----- Supplied passage

To date my research has focused on numerical analysis, in particular preconditioning of methods for solving nonlinear problems.
This has included pseudospectral methods and domain decomposition methods.
In studying these topics I have delved into boundary layer problems, Newton's method, extrapolation methods, Krylov subspace methods and intersection algorithms for simplices.
%Past experiences - work with Chebyshev differentiation
%Include its possible usefulness
I worked with Professor Manfred Trummer of Simon Fraser University from 2015 to 2018.
My focus during this time was on Chebyshev pseudospectral methods.
These methods involve solving differential equations on a restricted set of collocation points by forming differentiation matrices, thereby turning nonlinear problems into linear ones.
The matrices for many of these problems are inherently ill-conditioned, making it difficult to find accurate solutions.
During the course of my masters program I developed a preconditioner for these problems, in some cases reducing the problem to a matrix-vector multiplication (nb: cite).
This was a generalization of earlier work by Wang et al. (nb: cite?) to accomodate a broader range of boundary conditions and differential equations.
In essence, this preconditioner acts as an integration matrix in much the same way one constructs differentiation matrices for the same class of methods.
Also during this time I looked into combining two spectral methods:
a resampling procedure suggested by Driscoll and Hale (nb: cite?) and;
an iterated sine-transformation designed for boundary layer problems by Tang and Trummer (nb: cite?).
It became clear that the latter of these introduced artificial boundary conditions when combined with the former.
We added a regularization which removed these conditions and improved the overall accuracy (nb: cite).
%Current experiences
Since 2018 I've been working with Professor Martin J. Gander at the University of Geneva.
I have continued to study preconditioning, though now primarily in the context of domain decomposition methods.
In a domain decomposition method the problem, usually untenably large, is subdivided into several smaller problems.
These smaller problems are solved and their solutions passed back and forth between them, informing each other until the solution to the larger problem is found.
In this context I am examining Newton's method as a way to accelerate these methods towards the final result.
By focusing on the information passed from one of the smaller problems to another and how it changes with each iteration, one can view these domain decomposition methods as highly nonlinear functions.

----------

### [Directions]
List each topic that the research summary says the writer has delved into.

----- Excerpted records

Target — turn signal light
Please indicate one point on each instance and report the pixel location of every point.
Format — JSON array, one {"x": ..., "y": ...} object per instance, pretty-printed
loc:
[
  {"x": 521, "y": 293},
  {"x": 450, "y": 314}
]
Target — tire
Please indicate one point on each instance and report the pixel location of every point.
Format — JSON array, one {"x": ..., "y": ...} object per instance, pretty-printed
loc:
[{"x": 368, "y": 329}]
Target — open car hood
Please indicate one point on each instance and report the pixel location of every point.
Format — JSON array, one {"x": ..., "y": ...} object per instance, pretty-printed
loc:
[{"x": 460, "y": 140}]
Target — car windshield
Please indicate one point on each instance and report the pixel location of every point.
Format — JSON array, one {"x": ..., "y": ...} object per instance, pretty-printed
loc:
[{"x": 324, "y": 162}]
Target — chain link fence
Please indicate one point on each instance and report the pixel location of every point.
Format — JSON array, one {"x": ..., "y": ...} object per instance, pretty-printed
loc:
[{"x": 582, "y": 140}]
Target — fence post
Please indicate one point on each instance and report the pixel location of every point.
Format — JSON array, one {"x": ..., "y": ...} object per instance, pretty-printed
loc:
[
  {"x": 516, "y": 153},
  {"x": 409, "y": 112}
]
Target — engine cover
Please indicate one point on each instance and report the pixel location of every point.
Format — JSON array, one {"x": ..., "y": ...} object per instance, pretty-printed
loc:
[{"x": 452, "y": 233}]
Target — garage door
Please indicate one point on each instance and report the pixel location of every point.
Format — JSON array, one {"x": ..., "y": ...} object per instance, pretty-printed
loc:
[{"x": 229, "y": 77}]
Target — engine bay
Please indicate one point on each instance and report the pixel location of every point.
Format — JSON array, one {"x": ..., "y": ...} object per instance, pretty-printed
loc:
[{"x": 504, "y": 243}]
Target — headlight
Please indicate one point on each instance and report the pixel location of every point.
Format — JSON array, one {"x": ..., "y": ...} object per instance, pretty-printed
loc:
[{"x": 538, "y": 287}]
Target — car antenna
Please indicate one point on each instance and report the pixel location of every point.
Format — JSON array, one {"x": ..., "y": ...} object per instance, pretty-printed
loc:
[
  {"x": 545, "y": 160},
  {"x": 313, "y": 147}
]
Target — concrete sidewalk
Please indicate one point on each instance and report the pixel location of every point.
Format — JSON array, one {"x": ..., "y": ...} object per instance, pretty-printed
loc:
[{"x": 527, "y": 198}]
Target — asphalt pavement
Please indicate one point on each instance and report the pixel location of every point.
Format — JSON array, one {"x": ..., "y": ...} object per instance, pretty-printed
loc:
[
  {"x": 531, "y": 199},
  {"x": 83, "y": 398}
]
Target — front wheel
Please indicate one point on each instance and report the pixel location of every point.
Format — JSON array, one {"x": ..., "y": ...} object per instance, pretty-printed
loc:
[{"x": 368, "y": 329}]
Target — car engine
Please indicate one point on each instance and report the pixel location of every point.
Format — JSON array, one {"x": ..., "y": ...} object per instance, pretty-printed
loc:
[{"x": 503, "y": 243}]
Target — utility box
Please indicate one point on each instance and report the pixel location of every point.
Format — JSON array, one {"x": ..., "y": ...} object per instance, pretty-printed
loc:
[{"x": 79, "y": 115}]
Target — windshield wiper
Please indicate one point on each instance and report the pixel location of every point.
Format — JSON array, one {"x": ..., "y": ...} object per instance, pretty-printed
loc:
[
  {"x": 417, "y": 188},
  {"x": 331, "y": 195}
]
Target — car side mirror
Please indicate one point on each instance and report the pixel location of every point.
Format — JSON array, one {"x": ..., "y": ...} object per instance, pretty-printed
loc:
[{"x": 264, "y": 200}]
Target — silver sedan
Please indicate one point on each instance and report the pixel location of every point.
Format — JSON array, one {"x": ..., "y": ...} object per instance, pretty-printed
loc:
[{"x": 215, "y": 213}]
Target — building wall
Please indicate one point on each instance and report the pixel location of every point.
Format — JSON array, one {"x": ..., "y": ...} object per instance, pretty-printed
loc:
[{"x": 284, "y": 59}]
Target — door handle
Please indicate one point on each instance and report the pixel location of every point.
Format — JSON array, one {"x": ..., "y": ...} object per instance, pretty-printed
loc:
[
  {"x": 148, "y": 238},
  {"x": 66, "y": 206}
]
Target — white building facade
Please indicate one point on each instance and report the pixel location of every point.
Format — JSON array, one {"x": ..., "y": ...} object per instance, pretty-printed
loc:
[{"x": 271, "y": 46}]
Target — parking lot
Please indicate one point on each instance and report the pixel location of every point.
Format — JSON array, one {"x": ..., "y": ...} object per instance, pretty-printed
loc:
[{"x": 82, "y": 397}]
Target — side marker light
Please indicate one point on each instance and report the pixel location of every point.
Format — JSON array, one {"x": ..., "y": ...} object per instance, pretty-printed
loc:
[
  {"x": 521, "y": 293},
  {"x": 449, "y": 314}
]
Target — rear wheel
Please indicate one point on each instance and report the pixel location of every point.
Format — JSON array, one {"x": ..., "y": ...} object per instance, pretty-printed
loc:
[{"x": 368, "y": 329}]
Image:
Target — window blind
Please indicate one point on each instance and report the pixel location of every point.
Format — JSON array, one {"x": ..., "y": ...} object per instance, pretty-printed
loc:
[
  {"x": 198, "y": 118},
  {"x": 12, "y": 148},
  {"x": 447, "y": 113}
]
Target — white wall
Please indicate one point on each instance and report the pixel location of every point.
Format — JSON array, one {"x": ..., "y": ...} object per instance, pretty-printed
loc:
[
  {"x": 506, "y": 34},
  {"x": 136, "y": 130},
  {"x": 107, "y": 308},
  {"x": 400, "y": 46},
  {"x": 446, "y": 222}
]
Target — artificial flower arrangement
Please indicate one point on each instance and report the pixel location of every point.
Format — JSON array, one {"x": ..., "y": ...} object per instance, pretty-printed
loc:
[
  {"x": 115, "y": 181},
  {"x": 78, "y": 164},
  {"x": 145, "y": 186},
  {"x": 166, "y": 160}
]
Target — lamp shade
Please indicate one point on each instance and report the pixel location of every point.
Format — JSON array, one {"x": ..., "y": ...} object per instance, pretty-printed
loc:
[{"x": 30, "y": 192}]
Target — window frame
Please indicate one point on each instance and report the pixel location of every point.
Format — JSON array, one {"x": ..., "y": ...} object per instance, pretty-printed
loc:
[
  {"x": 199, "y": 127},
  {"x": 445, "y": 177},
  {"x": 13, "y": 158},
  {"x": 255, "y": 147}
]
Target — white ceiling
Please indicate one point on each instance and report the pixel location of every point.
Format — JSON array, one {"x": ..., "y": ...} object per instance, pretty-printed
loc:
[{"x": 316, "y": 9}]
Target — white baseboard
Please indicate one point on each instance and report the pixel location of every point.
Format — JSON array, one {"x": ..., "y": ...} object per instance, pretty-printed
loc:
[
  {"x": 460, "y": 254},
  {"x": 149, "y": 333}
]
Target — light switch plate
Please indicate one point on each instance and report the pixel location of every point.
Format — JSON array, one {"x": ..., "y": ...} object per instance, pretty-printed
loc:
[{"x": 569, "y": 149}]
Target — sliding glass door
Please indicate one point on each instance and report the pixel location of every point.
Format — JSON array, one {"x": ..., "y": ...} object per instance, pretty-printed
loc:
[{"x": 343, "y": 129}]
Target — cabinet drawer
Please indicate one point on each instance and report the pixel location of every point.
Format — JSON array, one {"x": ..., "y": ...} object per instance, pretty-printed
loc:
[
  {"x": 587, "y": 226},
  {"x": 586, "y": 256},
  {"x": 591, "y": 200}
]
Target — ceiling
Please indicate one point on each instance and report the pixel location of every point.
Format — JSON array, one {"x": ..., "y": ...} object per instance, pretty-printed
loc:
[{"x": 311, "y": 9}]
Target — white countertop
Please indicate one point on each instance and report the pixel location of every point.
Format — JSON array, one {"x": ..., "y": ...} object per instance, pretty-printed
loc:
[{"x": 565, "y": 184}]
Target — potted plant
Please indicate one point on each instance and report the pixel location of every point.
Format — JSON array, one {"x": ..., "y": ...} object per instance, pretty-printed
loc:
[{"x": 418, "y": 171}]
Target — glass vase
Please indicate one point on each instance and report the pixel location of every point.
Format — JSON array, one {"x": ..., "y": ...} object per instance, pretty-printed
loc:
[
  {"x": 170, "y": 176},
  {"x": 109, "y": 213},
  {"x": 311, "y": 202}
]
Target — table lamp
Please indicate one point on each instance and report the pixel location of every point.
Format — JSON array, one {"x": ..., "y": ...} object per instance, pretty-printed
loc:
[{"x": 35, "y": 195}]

----------

### [Answer]
- Boundary layer problems
- Newton's method
- Extrapolation methods
- Krylov subspace methods
- Intersection algorithms for simplices